*** Opening of Records ***

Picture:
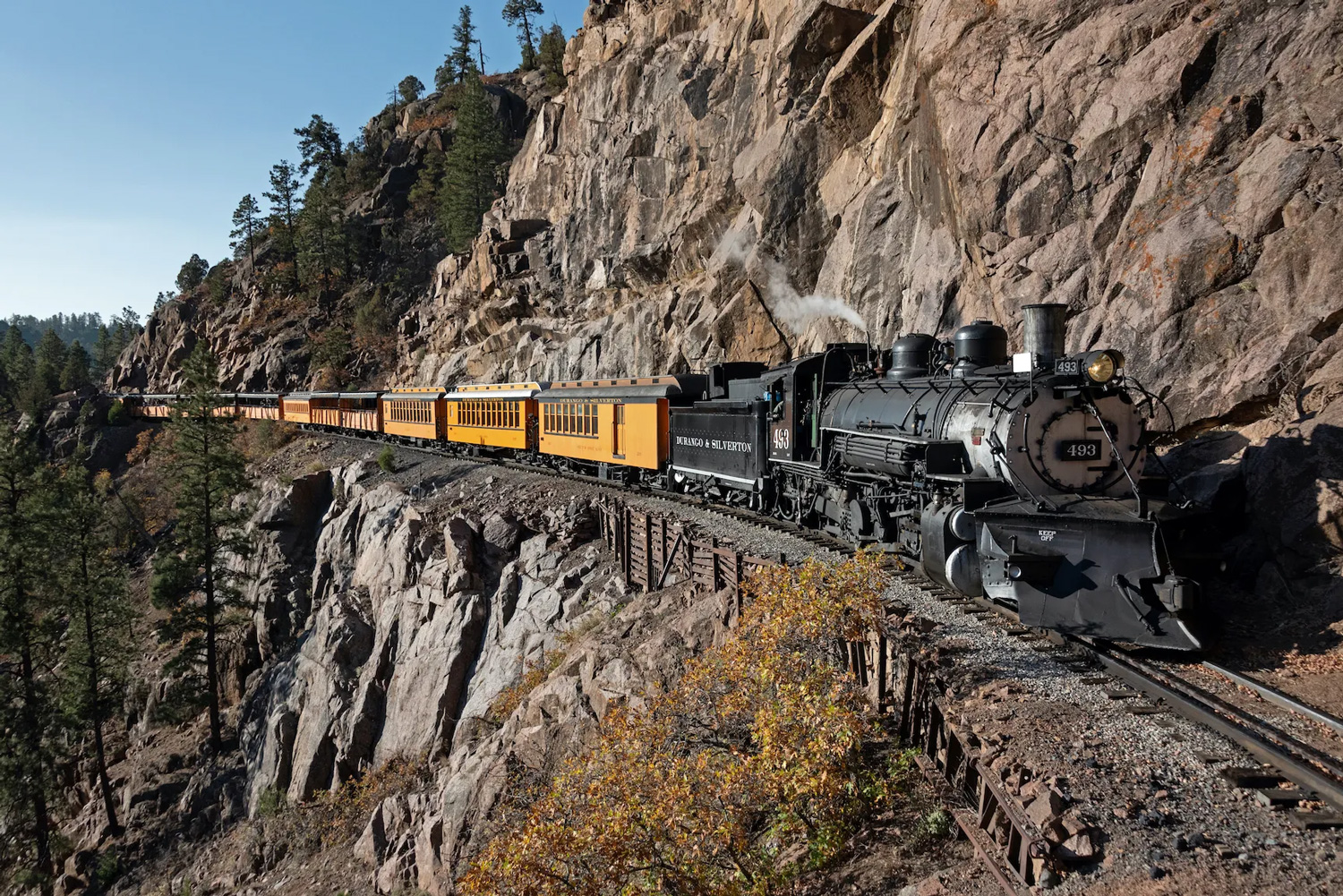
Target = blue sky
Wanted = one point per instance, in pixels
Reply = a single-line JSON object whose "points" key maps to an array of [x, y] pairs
{"points": [[133, 128]]}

*** Close of Records ***

## About this exercise
The answer is the listing above restated word for word, pictures removed.

## Task result
Picture:
Target = blue sky
Wanted = one point per instance, in pixels
Reply = a single-line JSON object whose "points" key maps to an array of [x, y] pairs
{"points": [[133, 128]]}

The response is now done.